» CONSIGNES
**A.** D’après l’extrait à lire, quel cinéaste a dit qu’il n’y a pas de conscience politique aveugle ?
**B.** Traduisez en anglais cette phrase de l’extrait à lire : « Par un soin accordé aux qualités sensibles des objets produits, le design peut être à même de rendre l’homme plus conscient, vif et alerte quant aux mondes qui l’entourent. »
**C.** Réécrivez le passage de l’extrait à lire allant de "Le design tel" jusqu’à "cinéaste Jean-Marie Straub." inclus, en renommant "l’isdaT" en "l’école".

» EXTRAIT À LIRE
-*-
2015-2019
Programme de recherche en design
Le design recouvre un champ d’action pluriel, il touche aussi bien aux environnements urbains, aux objets peuplant les espaces domestiques et publics, qu’à ce qui se joue entre eux. Une segmentation du design en spécialités diverses « design d’espaces », « design d’objets », « design de services », etc., ne va pas sans poser problème et tend à sous-estimer les relations existant entre ces différents champs d’activité. Aussi, la singularité de l’enseignement du design à l’isdaT tient au fait qu’il y soit pensé avant tout comme un état d’être au monde, comme une attitude, nourrie de la prise en compte des milieux, des environnements, de la ville.
Une autre caractéristique de l’enseignement du design tel qu’il est pensé à l’isdaT réside dans la perspective critique adoptée à l’encontre de certaines manières de penser et de pratiquer le design largement répandues aujourd’hui : cette critique porte sur un design entièrement subordonné à des intérêts économiques, un design au service d’une organisation productiviste et marchande.
Le design tel qu’il s’enseigne à l’isdaT cherchera d’autres orientations, il veillera à faire primer les intérêts humains sur la recherche du profit et de l’avantage concurrentiel, à prendre soin des hommes et de ce qui les environne. Par un soin accordé aux qualités sensibles des objets produits, le design peut être à même de rendre l’homme plus conscient, vif et alerte quant aux mondes qui l’entourent. « Il n’y a pas de conscience politique aveugle » disait le cinéaste Jean-Marie Straub.
-*-
» DONNÉES ENREGISTRÉES
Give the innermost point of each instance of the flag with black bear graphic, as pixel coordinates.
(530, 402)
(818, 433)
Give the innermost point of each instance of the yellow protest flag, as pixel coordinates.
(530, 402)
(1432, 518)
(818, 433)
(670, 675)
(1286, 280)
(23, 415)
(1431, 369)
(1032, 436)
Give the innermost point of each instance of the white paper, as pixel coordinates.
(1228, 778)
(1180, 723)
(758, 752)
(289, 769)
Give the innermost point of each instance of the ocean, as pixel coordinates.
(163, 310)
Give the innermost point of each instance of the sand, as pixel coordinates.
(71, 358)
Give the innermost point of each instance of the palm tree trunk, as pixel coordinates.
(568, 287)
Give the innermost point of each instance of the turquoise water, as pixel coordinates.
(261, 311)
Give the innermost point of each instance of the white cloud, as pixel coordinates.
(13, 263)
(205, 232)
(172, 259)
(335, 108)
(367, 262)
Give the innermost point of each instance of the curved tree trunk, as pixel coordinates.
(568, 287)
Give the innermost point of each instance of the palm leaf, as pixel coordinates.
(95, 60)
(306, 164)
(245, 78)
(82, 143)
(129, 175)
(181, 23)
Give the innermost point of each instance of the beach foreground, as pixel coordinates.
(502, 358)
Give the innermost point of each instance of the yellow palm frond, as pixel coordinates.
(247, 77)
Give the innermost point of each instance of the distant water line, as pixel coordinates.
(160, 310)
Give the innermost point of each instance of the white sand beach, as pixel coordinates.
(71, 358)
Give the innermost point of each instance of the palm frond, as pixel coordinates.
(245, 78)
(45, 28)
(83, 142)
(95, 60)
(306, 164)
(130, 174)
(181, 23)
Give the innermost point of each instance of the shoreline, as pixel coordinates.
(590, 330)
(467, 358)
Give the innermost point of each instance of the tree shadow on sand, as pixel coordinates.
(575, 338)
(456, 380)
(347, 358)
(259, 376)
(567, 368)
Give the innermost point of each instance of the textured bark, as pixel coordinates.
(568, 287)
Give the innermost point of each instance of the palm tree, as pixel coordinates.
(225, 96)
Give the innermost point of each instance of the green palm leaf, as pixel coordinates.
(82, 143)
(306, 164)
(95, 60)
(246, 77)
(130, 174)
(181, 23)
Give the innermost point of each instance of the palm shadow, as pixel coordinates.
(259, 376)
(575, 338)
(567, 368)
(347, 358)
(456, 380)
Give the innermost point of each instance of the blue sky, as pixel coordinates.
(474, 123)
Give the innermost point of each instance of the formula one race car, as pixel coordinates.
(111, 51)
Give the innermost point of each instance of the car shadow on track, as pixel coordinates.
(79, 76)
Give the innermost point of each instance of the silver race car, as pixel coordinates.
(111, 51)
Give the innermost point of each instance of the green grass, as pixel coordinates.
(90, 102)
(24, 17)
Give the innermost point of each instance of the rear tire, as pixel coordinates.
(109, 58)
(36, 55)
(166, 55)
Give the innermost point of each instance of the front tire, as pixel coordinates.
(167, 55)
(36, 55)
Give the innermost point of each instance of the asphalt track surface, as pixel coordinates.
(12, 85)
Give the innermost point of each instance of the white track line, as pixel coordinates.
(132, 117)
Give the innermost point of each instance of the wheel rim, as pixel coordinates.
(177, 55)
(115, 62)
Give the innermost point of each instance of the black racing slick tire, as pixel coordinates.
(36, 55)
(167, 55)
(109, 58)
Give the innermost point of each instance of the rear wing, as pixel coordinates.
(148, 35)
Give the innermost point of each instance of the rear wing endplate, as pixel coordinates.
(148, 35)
-*-
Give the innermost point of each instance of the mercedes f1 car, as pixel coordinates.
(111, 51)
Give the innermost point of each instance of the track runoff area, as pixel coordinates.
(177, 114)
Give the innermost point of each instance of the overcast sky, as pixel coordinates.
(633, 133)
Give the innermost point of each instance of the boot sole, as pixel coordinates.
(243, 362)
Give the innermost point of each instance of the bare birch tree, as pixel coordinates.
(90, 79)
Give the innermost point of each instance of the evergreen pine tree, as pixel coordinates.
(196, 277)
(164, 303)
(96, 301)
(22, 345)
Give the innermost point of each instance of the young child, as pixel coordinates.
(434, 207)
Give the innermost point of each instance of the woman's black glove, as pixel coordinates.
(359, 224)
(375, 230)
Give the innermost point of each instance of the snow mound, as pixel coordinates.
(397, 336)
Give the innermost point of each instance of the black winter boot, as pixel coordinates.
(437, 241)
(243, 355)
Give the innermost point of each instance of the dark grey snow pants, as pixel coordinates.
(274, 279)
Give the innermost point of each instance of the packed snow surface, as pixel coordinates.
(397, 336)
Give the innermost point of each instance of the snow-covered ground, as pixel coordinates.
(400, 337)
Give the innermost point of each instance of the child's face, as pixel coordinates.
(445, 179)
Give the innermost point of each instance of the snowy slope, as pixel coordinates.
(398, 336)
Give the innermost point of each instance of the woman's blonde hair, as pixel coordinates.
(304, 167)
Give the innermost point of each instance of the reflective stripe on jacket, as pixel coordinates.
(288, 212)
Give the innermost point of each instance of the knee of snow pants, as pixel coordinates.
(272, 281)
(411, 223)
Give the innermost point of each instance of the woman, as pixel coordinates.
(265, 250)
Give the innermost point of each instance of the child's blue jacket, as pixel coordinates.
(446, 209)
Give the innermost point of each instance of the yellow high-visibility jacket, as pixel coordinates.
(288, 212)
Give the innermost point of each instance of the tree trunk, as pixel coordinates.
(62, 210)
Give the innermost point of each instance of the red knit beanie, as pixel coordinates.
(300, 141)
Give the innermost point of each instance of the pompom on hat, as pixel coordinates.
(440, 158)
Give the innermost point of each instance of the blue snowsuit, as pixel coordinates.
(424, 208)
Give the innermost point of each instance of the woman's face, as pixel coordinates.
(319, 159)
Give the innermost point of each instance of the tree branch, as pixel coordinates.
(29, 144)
-*-
» CORRIGÉ
**A.** Jean-Marie Straub.

**B.** Through care given to the sensory qualities of the objects produced, design can be capable of making people more aware, lively and alert to the worlds around them.

**C.**
Le design tel qu’il s’enseigne à l’école cherchera d’autres orientations, il veillera à faire primer les intérêts humains sur la recherche du profit et de l’avantage concurrentiel, à prendre soin des hommes et de ce qui les environne. Par un soin accordé aux qualités sensibles des objets produits, le design peut être à même de rendre l’homme plus conscient, vif et alerte quant aux mondes qui l’entourent. « Il n’y a pas de conscience politique aveugle » disait le cinéaste Jean-Marie Straub.